What you return should be the complete listing, unchanged, with no pictures in it.
Content starts
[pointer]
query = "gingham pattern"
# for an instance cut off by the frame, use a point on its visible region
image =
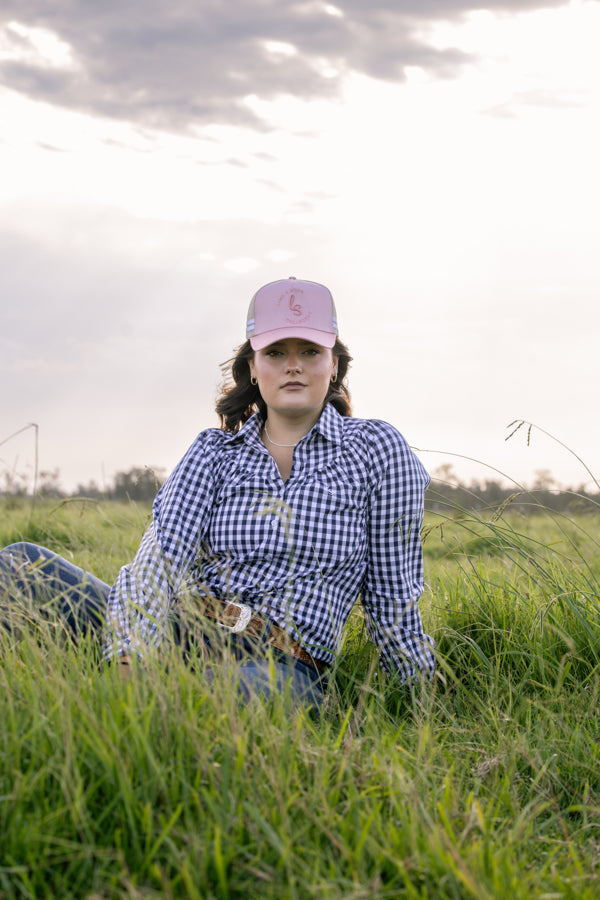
(346, 522)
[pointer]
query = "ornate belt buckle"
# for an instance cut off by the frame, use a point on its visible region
(243, 618)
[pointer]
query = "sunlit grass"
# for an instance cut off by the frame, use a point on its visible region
(484, 783)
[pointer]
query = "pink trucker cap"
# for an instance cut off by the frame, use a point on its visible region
(292, 308)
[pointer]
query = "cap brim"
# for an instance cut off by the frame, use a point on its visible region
(323, 338)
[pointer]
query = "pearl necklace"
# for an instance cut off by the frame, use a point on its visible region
(275, 444)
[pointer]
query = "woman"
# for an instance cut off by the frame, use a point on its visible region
(272, 525)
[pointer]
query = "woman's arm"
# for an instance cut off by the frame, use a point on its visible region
(393, 581)
(146, 588)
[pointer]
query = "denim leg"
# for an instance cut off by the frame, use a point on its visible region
(48, 580)
(259, 676)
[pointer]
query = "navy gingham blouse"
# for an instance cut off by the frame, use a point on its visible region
(346, 522)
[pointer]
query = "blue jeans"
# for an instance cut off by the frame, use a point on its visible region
(79, 599)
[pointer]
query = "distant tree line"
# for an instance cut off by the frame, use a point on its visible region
(448, 496)
(445, 495)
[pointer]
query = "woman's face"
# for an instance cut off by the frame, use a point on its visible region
(294, 376)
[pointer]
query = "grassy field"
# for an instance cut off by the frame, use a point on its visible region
(483, 784)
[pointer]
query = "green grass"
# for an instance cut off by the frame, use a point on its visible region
(484, 784)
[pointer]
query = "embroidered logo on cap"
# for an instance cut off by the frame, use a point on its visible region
(290, 299)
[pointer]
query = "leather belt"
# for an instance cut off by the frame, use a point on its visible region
(240, 618)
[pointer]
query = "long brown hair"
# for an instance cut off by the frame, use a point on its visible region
(240, 399)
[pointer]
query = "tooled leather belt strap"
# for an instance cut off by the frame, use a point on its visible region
(240, 619)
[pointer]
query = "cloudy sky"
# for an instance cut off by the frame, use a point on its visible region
(433, 162)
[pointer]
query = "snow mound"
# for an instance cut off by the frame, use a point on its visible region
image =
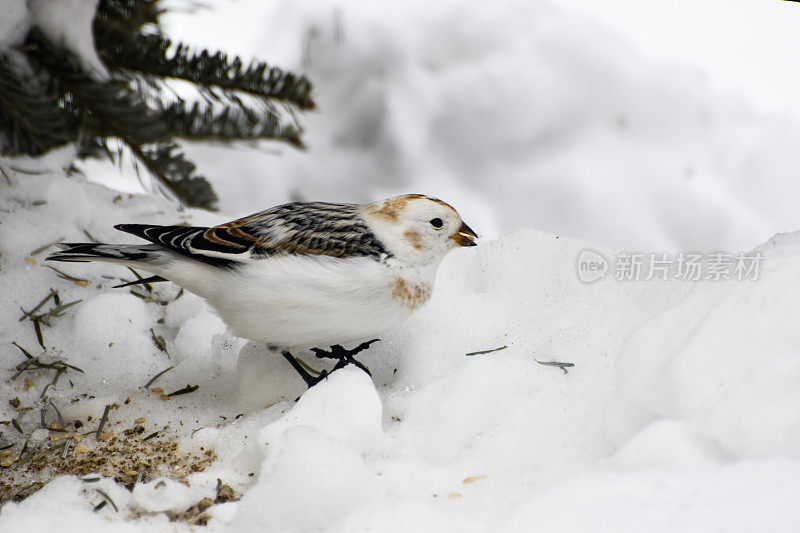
(725, 361)
(680, 398)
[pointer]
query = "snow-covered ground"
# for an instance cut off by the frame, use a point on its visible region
(679, 414)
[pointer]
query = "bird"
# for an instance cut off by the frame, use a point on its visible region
(302, 275)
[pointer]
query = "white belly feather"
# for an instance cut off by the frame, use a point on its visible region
(306, 301)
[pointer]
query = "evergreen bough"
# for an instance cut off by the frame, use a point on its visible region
(57, 101)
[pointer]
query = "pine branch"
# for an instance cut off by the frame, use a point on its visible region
(129, 15)
(31, 122)
(230, 123)
(59, 102)
(177, 174)
(112, 109)
(155, 55)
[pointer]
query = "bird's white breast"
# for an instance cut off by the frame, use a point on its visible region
(310, 301)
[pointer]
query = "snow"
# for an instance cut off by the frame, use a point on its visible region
(679, 413)
(521, 114)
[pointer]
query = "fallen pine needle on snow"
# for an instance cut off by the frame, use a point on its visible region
(559, 364)
(481, 352)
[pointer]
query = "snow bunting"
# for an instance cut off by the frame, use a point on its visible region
(302, 275)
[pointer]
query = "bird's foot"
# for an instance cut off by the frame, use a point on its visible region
(305, 371)
(344, 357)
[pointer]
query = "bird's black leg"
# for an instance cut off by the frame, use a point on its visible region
(307, 377)
(345, 357)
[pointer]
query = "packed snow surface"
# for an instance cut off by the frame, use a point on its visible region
(679, 412)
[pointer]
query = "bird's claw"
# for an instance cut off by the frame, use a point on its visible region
(344, 357)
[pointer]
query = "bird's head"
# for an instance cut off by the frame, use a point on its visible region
(418, 227)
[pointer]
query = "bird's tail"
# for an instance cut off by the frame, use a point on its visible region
(126, 254)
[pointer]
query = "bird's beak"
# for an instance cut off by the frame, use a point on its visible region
(465, 236)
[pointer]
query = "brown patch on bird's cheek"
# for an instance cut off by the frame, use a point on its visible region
(413, 238)
(412, 295)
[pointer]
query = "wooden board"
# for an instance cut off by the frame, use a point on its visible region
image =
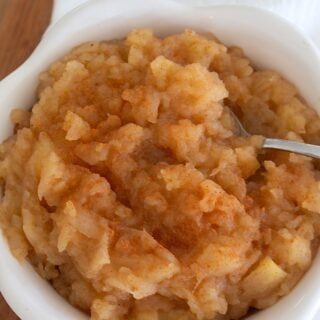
Content ends
Task result:
[pointer]
query = "gingham pattern"
# for an instance cut off by the frame, use a point on its visible region
image =
(346, 522)
[pointer]
query = "ornate belt buckle"
# for an instance cut off by the frame, use a point on its visible region
(243, 618)
[pointer]
query = "sunlit grass"
# for an instance cut off by the frame, use a point on its visible region
(484, 783)
[pointer]
query = "pink trucker cap"
# for an instance cut off by the frame, use a point on its visible region
(292, 308)
[pointer]
query = "cap brim"
# for an instance cut off by the frame, use a point on its visible region
(323, 338)
[pointer]
query = "pearl necklace"
# for an instance cut off by the frame, use a point on its visible region
(275, 444)
[pointer]
query = "woman"
# for an instance cut off by the frame, use a point on its visible region
(272, 525)
[pointer]
query = "woman's arm"
# for an instance cut off by the frame, use a point on its visible region
(393, 581)
(146, 588)
[pointer]
query = "denim leg"
# for an instance cut off by the frame, use a point on its visible region
(48, 580)
(259, 676)
[pointer]
query = "navy gingham blouse"
# for an instance cut off by the frame, use a point on its visible region
(346, 522)
[pointer]
query = "blue jeans"
# for an instance cut off by the frame, use a point on its visible region
(79, 599)
[pointer]
query = "distant tree line"
# for an instance cut off by the frame, use a point on its visible region
(448, 496)
(445, 495)
[pointer]
query = "woman's face"
# for an instance cut off by the frame, use a point on its visible region
(294, 376)
[pointer]
query = "grassy field"
# for an instance cut off by the frame, use a point on its visible region
(483, 784)
[pointer]
query = "green grass"
# for an instance cut off by the frame, use a point on its visible region
(484, 784)
[pointer]
query = "embroidered logo on cap"
# for an instance cut off by the frame, use a point on its visible region
(290, 299)
[pointer]
query = "leather belt"
# for an instance cut off by the frame, use a point on its visible region
(240, 618)
[pointer]
query = "long brown hair"
# for an instance cut off by the frame, use a point on its visible region
(240, 399)
[pointer]
query = "tooled leather belt strap"
# for an instance cut off by the frame, use a point on its visible region
(240, 619)
[pointer]
query = "cloudy sky"
# for an instance cut off by the frame, use a point on its visible region
(433, 162)
[pointer]
query = "snow mound"
# for an instance cut off by the frame, use a point on its visible region
image =
(725, 361)
(680, 398)
[pointer]
query = "snow-covered ground"
# for an instance cut off by the frame, use a point on its visible region
(679, 414)
[pointer]
query = "bird"
# for an instance cut off by the frame, use a point on its visible region
(302, 275)
[pointer]
query = "white belly feather"
# for an instance cut off by the frame, use a point on its visible region
(306, 301)
[pointer]
query = "evergreen bough"
# for an instance cut off by the frame, use a point on its visible region
(57, 101)
[pointer]
query = "pine branch"
# for an instance cut off by the frame, use a point on its visible region
(129, 15)
(31, 122)
(230, 123)
(59, 102)
(177, 174)
(112, 109)
(155, 55)
[pointer]
query = "bird's white breast"
# for an instance cut off by the frame, use a point on its visible region
(310, 301)
[pointer]
query = "snow"
# for an instance cut off by the frame, use a point on its visible region
(679, 413)
(521, 114)
[pointer]
query = "fallen pine needle on snow"
# for an instance cut off by the frame, use a point on its visible region
(559, 364)
(481, 352)
[pointer]
query = "snow bunting"
# for an instance cut off by the frame, use a point on its visible region
(302, 275)
[pointer]
query = "bird's foot"
# for an instance cut off by the frame, use a point on its visible region
(305, 371)
(344, 357)
[pointer]
query = "bird's black leg"
# for an instance cut off by the frame, use a point on its visible region
(307, 377)
(345, 357)
[pointer]
query = "packed snow surface"
# for an instance cut off by the frame, use a point on its visible region
(679, 412)
[pointer]
query = "bird's claw"
# for an instance cut off by the frame, use a point on its visible region
(344, 357)
[pointer]
query = "bird's head"
# for an instance cut off by the frame, use a point on its visible region
(418, 227)
[pointer]
query = "bird's tail"
# for an instance cut off by the frame, use a point on its visible region
(126, 254)
[pointer]
query = "bird's beak"
# for an instance cut off by the frame, use a point on its visible region
(465, 236)
[pointer]
query = "brown patch on bird's cheek"
# for an instance cut off by the frame, use a point on its visible region
(413, 238)
(412, 295)
[pointer]
query = "wooden board"
# for an instance cut off by the frame, use a point on its visible region
image =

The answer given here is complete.